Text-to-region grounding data
*** Block opens ***
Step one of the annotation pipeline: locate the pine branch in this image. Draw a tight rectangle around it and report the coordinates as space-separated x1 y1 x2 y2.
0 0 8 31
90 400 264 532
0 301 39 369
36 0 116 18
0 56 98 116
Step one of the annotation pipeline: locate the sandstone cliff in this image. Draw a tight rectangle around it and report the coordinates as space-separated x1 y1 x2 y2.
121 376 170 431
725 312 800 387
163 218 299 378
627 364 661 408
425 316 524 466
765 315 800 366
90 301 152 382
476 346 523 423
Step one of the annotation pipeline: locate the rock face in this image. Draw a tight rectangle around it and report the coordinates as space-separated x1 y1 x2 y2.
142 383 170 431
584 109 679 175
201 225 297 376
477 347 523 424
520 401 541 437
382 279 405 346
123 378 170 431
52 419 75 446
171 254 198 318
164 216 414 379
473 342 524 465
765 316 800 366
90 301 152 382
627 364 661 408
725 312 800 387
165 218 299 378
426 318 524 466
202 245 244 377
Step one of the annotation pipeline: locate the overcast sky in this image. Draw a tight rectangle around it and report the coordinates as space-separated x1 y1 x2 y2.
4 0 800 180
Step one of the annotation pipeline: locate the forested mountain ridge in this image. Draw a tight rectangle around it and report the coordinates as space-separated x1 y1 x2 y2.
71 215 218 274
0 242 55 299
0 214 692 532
*** Block closes ***
*** Block opens ***
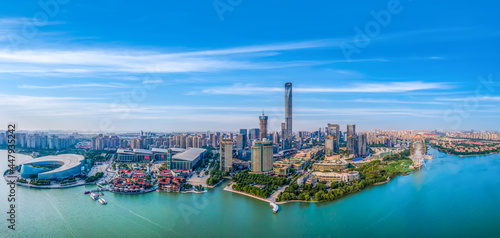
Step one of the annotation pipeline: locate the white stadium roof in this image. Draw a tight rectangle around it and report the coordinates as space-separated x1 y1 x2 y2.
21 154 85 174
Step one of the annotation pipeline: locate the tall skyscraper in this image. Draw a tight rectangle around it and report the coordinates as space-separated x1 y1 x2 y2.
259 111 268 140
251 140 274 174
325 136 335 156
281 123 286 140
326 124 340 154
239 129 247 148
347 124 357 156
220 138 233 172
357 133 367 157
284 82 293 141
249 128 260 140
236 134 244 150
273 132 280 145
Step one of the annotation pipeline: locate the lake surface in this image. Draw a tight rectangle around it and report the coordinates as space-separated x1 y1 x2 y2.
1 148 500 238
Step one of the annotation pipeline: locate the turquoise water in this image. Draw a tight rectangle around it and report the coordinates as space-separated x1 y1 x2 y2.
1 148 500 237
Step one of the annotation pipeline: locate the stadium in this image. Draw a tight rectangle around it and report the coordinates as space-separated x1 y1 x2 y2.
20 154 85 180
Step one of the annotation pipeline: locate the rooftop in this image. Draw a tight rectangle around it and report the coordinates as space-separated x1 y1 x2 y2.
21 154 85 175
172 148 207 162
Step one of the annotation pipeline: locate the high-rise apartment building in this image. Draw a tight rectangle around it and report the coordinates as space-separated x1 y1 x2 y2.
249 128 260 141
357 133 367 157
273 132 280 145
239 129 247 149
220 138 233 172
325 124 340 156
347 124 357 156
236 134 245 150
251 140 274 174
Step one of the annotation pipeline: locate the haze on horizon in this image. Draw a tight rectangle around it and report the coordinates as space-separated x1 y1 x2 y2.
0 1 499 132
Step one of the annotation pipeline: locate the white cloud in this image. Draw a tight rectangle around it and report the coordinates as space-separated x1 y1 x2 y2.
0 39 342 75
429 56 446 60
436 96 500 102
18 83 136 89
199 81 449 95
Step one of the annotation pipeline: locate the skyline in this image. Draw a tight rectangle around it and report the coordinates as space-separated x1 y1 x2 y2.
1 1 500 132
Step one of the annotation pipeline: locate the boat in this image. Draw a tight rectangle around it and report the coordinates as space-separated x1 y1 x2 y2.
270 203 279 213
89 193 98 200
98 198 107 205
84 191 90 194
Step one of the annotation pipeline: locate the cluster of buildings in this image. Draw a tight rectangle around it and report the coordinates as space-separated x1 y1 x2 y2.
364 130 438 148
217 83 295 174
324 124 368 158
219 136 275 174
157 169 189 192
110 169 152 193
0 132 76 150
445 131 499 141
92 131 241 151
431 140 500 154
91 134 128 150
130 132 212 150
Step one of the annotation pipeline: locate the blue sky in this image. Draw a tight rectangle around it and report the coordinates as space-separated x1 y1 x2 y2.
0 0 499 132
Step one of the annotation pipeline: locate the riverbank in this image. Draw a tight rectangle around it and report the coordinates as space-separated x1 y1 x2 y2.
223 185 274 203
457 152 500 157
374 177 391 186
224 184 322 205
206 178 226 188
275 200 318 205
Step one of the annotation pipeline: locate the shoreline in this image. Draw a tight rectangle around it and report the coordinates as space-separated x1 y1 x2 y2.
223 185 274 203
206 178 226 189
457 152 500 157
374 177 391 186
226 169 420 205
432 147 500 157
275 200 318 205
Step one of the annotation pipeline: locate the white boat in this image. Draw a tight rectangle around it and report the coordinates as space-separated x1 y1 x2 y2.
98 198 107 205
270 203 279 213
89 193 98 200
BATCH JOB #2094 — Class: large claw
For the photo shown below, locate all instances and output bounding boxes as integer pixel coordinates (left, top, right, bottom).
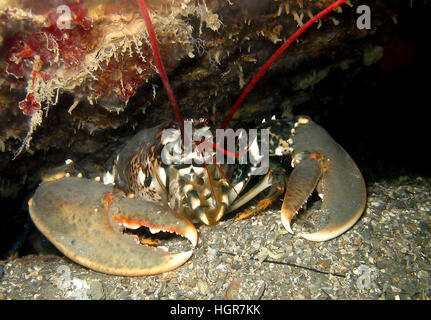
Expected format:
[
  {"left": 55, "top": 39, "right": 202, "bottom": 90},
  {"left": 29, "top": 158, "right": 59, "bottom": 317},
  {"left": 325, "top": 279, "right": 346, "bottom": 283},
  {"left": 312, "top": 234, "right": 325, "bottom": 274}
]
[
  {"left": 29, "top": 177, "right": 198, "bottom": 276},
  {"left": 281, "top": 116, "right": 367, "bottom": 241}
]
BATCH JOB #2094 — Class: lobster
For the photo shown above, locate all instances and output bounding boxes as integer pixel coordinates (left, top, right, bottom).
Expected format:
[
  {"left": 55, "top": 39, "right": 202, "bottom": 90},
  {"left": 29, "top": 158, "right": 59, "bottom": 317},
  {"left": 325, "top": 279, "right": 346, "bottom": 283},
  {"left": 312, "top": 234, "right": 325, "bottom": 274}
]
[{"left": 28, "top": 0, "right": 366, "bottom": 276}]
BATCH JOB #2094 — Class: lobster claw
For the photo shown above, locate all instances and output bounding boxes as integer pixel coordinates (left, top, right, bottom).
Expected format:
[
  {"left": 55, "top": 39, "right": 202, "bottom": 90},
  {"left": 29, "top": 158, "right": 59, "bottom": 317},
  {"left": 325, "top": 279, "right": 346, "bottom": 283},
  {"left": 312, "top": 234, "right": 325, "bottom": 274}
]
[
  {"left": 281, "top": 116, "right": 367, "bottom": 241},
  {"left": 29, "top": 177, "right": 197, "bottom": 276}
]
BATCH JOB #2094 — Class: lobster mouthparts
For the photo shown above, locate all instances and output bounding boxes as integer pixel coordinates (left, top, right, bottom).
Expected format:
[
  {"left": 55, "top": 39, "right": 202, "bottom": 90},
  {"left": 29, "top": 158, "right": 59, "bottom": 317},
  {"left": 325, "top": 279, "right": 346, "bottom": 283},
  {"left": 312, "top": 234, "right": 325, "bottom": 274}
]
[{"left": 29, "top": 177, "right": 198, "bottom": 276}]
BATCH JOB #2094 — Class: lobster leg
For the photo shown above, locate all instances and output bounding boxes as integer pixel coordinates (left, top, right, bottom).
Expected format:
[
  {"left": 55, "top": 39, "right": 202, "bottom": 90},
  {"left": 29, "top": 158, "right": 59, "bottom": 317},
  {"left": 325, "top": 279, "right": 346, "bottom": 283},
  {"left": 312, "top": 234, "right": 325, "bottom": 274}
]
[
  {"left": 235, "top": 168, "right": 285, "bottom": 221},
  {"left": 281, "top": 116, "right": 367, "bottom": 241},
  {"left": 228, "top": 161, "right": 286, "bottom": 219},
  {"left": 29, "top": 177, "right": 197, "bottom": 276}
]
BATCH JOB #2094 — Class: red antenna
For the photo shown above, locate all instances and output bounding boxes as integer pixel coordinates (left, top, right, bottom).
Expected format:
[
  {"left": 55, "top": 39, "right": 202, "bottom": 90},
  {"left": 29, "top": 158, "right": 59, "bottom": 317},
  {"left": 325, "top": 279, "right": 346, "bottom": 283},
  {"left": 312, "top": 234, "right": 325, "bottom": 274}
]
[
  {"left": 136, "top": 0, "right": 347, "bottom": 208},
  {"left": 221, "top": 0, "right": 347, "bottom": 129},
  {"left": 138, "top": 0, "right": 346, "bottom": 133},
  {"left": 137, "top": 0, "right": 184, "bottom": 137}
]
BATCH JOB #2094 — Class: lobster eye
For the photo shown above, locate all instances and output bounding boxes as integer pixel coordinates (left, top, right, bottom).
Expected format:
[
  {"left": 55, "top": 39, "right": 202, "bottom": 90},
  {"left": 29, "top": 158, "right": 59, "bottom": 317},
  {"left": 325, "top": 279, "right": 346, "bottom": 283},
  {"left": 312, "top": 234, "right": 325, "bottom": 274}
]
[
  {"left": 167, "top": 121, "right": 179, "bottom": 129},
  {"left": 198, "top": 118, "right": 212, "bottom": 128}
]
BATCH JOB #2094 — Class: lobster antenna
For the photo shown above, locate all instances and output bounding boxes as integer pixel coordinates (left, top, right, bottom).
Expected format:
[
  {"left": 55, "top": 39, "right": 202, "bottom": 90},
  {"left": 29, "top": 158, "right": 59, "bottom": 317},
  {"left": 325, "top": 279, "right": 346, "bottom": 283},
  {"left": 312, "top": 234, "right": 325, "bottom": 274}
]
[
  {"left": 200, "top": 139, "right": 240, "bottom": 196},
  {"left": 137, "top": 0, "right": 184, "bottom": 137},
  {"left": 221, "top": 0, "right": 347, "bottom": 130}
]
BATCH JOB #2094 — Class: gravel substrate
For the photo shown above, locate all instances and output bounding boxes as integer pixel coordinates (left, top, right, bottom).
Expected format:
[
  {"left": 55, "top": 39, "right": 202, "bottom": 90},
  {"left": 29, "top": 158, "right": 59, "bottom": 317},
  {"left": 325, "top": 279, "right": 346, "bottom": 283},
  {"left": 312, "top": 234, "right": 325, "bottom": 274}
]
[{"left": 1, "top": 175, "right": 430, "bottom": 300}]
*** Block closes ***
Based on the records above, count the lines in which "lobster" occurs and provide only the number.

6